Document extract >>
····················
2007-Apr-18 13:02 UTC

head link

[patch 1/4] Ignore stolen time in the softlockup watchdog

The softlockup watchdog is currently a nuisance in a virtual machine,
since the whole system could have the CPU stolen from it for a long
period of time.  While it would be unlikely for a guest domain to be
denied timer interrupts for over 10s, it could happen and any softlockup
message would be completely spurious.

Earlier I proposed that sched_clock() return time in unstolen
nanoseconds, which is how Xen and VMI currently implement it.  If the
softlockup watchdog uses sched_clock() to measure time, it would
automatically ignore stolen time, and therefore only report when the
guest itself locked up.  When running native, sched_clock() returns
real-time nanoseconds, so the behaviour would be unchanged.

Note that sched_clock() used this way is inherently per-cpu, so this
patch makes sure that the per-processor watchdog thread initialized
its own timestamp.

Signed-off-by: Jeremy Fitzhardinge <jeremy@xensource.com>
Cc: Ingo Molnar <mingo@elte.hu>
Cc: Thomas Gleixner <tglx@linutronix.de>
Cc: john stultz <johnstul@us.ibm.com>
Cc: Zachary Amsden <zach@vmware.com>
Cc: James Morris <jmorris@namei.org>
Cc: Dan Hecht <dhecht@vmware.com>
Cc: Paul Mackerras <paulus@samba.org>
Cc: Martin Schwidefsky <schwidefsky@de.ibm.com>
Cc: Prarit Bhargava <prarit@redhat.com>
Cc: Chris Lalancette <clalance@redhat.com>
Cc: Rick Lindsley <ricklind@us.ibm.com>
Cc: Eric Dumazet <dada1@cosmosbay.com>
---
 kernel/softlockup.c |   37 ++++++++++++++++++++++++++++++-------
 1 file changed, 30 insertions(+), 7 deletions(-)

==================================================================---
a/kernel/softlockup.c
+++ b/kernel/softlockup.c
@@ -35,9 +35,19 @@ static struct notifier_block panic_block
 	.notifier_call = softlock_panic,
 };
 
+/*
+ * Returns seconds, approximately.  We don't need nanosecond
+ * resolution, and we don't need to waste time with a big divide when
+ * 2^30ns == 1.074s.
+ */
+static unsigned long get_timestamp(void)
+{
+	return sched_clock() >> 30;  /* 2^30 ~= 10^9 */
+}
+
 void touch_softlockup_watchdog(void)
····················
Input for this task >>

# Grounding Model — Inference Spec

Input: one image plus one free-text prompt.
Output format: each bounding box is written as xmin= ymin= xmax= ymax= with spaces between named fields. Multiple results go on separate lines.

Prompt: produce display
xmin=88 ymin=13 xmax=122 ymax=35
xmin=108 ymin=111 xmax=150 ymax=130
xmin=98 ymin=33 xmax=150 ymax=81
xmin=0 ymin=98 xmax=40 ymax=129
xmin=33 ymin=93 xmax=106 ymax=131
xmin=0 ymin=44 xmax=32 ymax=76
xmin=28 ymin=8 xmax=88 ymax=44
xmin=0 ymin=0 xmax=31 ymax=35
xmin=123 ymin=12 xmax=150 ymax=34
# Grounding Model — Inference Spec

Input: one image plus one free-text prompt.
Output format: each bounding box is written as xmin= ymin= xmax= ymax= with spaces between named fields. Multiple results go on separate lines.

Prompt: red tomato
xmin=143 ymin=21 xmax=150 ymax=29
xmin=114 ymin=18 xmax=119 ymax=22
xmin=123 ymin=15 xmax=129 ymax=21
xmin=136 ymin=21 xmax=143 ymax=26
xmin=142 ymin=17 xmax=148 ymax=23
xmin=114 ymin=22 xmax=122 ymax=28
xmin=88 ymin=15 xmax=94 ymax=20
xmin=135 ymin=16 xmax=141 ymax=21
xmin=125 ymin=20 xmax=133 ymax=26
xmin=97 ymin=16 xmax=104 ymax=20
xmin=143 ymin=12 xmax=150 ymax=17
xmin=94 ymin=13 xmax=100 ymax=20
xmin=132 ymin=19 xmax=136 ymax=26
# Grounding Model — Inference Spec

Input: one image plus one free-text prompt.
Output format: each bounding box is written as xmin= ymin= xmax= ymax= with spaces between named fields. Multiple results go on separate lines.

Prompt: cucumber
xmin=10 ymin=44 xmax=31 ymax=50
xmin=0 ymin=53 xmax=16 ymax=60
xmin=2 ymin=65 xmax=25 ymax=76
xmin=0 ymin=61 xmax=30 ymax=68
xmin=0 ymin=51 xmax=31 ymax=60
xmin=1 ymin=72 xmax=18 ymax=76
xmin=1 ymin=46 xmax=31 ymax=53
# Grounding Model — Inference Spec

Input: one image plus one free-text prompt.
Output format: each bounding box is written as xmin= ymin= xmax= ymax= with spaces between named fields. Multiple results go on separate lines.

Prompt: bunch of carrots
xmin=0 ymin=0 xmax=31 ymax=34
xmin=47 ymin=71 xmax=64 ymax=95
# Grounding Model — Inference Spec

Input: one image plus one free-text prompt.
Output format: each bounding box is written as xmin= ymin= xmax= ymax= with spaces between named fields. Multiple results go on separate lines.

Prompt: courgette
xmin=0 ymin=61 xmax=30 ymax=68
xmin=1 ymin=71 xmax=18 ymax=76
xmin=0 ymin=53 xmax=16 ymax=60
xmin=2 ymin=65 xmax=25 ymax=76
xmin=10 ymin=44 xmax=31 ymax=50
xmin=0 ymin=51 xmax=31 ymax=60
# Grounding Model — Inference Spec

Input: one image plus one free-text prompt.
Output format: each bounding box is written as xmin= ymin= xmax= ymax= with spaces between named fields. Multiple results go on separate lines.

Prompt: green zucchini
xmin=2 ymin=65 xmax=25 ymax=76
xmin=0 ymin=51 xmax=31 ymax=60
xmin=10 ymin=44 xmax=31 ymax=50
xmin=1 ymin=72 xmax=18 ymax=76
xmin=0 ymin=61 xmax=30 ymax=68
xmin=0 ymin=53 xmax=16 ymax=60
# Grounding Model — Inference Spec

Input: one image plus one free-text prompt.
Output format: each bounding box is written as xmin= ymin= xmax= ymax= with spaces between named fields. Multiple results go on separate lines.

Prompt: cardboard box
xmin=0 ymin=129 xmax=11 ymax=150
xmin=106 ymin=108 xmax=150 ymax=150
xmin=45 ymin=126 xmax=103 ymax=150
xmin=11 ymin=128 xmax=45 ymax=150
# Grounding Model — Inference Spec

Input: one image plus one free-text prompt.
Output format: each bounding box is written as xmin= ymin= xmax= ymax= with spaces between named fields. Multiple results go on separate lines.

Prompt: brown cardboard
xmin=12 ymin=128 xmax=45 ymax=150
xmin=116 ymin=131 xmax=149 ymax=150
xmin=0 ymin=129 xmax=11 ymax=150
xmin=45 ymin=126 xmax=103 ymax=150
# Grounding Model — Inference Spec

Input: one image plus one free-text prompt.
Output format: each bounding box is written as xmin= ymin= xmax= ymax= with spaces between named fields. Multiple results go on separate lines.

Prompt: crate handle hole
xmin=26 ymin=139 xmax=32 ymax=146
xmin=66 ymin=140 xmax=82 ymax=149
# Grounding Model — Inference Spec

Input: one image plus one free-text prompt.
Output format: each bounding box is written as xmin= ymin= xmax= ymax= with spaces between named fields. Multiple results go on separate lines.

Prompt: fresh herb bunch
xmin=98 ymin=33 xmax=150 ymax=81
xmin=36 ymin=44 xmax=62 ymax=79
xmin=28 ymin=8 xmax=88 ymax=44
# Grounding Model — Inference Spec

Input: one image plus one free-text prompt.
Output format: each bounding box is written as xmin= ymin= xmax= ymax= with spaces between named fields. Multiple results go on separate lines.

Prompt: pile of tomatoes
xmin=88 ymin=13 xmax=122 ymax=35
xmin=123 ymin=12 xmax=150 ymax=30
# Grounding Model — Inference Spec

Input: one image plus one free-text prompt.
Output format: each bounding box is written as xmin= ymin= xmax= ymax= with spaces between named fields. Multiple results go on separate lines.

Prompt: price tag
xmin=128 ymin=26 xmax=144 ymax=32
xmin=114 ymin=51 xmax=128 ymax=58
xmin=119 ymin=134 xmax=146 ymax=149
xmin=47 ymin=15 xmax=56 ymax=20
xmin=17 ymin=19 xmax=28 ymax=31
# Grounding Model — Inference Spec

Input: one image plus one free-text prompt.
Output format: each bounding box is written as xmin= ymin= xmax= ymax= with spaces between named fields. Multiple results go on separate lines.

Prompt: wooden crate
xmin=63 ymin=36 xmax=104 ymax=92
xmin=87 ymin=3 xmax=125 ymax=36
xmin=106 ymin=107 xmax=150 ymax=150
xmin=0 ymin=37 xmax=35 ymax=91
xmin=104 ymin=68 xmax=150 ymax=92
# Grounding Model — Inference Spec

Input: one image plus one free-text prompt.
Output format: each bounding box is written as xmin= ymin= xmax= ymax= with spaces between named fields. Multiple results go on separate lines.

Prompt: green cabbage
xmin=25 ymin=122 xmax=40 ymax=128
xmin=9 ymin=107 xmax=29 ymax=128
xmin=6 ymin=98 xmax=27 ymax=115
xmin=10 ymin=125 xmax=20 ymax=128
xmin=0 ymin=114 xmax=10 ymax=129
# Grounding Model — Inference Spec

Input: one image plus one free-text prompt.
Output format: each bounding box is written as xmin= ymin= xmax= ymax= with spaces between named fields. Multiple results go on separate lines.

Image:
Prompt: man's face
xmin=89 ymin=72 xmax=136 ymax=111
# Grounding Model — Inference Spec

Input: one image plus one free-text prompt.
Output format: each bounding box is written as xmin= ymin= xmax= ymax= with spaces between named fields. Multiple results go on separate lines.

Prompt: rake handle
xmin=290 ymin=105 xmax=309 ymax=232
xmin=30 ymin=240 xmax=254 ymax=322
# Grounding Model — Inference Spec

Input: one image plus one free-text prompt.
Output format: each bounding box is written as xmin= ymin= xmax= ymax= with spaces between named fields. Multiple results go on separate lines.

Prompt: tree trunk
····················
Stated exercise 1 >> In the softlockup patch, what does sched_clock() return when running native?
Stated exercise 2 >> Collect every line in the rows that contains the string "handle". Case counts.

Correct result 1 >> Real-time nanoseconds.

Correct result 2 >>
Prompt: crate handle hole
Prompt: rake handle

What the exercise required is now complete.